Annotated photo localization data

- Opening Delimiter -

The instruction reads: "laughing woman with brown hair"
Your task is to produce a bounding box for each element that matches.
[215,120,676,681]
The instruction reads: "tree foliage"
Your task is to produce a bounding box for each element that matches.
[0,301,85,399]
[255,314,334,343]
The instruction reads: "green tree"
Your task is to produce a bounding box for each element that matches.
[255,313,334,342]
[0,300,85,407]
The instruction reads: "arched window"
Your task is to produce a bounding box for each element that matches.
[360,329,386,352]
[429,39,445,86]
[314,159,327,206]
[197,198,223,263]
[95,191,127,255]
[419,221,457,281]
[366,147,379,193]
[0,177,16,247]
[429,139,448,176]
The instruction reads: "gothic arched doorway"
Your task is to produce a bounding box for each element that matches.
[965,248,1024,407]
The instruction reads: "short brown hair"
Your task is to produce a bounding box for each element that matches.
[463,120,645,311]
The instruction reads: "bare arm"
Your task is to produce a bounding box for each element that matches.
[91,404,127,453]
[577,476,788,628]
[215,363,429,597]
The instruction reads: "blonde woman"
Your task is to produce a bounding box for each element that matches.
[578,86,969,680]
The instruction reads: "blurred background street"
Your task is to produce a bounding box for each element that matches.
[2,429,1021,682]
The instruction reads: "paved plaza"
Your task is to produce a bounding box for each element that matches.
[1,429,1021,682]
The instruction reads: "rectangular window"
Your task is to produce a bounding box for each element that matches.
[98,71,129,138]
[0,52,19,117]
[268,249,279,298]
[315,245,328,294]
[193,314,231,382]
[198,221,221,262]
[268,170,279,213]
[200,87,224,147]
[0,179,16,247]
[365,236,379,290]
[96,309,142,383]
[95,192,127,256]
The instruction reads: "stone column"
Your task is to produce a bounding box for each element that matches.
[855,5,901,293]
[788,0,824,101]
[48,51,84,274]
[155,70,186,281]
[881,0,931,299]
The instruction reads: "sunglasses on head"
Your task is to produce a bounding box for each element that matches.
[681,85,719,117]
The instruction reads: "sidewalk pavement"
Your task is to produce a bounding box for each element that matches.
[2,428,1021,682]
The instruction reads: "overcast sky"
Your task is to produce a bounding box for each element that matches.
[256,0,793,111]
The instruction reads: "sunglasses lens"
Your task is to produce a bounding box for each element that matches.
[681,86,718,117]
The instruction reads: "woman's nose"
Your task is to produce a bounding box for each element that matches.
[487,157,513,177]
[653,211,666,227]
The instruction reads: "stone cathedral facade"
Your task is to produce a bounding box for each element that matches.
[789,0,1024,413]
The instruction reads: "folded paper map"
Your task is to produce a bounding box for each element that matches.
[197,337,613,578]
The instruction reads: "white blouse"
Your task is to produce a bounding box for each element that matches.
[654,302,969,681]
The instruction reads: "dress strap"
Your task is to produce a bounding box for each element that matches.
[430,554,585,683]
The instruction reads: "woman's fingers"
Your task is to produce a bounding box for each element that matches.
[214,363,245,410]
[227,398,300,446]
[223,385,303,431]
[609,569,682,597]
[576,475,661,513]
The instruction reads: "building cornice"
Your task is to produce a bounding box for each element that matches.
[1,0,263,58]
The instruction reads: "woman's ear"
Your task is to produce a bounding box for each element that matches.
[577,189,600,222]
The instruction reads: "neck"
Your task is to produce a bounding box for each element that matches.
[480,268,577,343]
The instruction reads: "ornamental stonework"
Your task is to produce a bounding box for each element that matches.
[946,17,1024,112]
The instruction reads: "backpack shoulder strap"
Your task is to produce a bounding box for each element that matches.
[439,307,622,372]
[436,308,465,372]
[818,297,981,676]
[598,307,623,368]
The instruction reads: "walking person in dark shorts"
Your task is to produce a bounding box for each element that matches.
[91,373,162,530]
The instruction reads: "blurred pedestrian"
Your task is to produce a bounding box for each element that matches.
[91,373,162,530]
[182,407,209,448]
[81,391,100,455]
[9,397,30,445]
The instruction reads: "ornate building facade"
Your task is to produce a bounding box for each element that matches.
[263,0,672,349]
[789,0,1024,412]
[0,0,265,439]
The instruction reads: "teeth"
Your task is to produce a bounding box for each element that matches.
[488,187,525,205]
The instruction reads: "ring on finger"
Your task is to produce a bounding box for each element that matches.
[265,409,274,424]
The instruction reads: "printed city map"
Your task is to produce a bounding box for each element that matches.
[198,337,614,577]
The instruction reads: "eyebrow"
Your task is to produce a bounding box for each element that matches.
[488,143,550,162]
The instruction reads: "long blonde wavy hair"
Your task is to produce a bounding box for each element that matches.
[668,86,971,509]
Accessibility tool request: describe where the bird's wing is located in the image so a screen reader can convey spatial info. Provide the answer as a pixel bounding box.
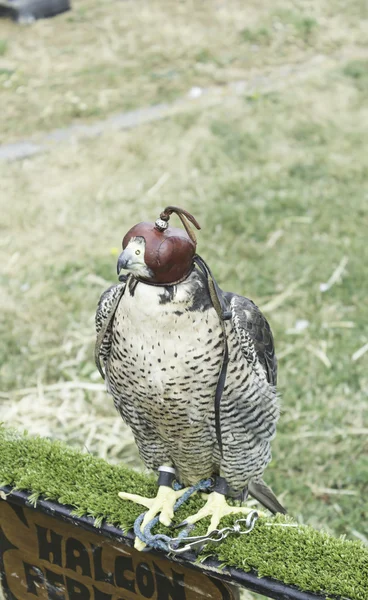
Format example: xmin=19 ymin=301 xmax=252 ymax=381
xmin=95 ymin=279 xmax=126 ymax=377
xmin=225 ymin=292 xmax=277 ymax=386
xmin=223 ymin=292 xmax=285 ymax=513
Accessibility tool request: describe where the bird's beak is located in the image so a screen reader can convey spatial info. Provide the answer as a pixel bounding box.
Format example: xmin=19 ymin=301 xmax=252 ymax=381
xmin=117 ymin=249 xmax=129 ymax=275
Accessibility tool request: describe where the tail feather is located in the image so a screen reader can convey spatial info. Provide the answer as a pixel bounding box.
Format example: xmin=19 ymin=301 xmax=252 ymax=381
xmin=248 ymin=479 xmax=287 ymax=515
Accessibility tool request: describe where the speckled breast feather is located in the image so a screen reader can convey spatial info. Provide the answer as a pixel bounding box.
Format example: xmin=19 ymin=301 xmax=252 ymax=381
xmin=96 ymin=268 xmax=280 ymax=492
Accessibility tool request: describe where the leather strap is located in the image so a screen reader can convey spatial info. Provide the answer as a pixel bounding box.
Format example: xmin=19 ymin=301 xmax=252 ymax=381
xmin=133 ymin=267 xmax=195 ymax=288
xmin=94 ymin=277 xmax=129 ymax=379
xmin=193 ymin=255 xmax=231 ymax=457
xmin=159 ymin=206 xmax=201 ymax=244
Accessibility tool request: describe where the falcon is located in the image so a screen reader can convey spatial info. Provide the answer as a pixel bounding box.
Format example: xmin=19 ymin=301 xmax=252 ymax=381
xmin=95 ymin=206 xmax=285 ymax=550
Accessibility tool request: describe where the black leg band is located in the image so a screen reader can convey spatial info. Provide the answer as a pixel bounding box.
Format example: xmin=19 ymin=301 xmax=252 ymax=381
xmin=211 ymin=475 xmax=230 ymax=496
xmin=157 ymin=466 xmax=176 ymax=488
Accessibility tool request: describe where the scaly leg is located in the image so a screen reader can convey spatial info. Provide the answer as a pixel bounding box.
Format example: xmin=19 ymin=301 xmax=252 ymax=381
xmin=184 ymin=491 xmax=265 ymax=534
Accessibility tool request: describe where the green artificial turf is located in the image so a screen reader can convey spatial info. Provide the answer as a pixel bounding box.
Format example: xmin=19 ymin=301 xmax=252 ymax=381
xmin=0 ymin=426 xmax=367 ymax=599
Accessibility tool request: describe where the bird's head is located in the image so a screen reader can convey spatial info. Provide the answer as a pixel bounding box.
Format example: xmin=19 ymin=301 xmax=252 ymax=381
xmin=117 ymin=207 xmax=201 ymax=285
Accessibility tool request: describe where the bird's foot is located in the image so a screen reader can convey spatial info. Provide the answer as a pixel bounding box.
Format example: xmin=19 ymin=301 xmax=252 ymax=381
xmin=183 ymin=491 xmax=265 ymax=534
xmin=119 ymin=485 xmax=189 ymax=551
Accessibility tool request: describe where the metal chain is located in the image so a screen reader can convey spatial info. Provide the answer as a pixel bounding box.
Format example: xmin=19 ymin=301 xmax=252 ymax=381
xmin=167 ymin=510 xmax=259 ymax=554
xmin=133 ymin=477 xmax=259 ymax=554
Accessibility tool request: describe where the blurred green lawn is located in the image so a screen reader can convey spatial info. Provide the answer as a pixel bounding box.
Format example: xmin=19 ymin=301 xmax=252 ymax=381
xmin=0 ymin=0 xmax=367 ymax=569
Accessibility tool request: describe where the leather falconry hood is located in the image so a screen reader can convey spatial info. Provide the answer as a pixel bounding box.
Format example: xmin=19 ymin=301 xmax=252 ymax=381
xmin=122 ymin=206 xmax=201 ymax=284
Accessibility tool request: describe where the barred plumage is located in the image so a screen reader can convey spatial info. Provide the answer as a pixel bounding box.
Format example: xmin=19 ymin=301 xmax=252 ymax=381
xmin=96 ymin=267 xmax=283 ymax=509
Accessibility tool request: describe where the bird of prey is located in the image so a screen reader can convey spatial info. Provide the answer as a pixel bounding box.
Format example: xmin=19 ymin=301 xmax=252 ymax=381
xmin=95 ymin=206 xmax=285 ymax=550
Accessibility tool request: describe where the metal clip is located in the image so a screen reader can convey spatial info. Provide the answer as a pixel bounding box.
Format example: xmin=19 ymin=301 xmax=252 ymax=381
xmin=168 ymin=510 xmax=259 ymax=554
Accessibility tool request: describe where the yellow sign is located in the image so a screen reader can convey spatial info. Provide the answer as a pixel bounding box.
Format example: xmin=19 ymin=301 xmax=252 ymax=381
xmin=0 ymin=500 xmax=237 ymax=600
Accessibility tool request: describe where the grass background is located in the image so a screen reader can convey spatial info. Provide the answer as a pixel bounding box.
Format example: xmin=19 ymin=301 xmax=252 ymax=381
xmin=0 ymin=1 xmax=367 ymax=597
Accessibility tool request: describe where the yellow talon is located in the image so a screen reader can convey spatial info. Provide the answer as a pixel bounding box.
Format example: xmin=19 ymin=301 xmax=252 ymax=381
xmin=185 ymin=491 xmax=265 ymax=534
xmin=119 ymin=485 xmax=190 ymax=550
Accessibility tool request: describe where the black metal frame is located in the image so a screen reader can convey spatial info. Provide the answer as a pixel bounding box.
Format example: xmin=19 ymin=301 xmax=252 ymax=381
xmin=0 ymin=487 xmax=335 ymax=600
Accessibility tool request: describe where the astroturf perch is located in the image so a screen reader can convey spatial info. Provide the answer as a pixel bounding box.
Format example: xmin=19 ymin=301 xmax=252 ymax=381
xmin=0 ymin=427 xmax=368 ymax=600
xmin=95 ymin=206 xmax=286 ymax=551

- Closing Delimiter -

Among the lines of the records above, count those containing the word "brown", then give the number by itself.

### Solution for this problem
2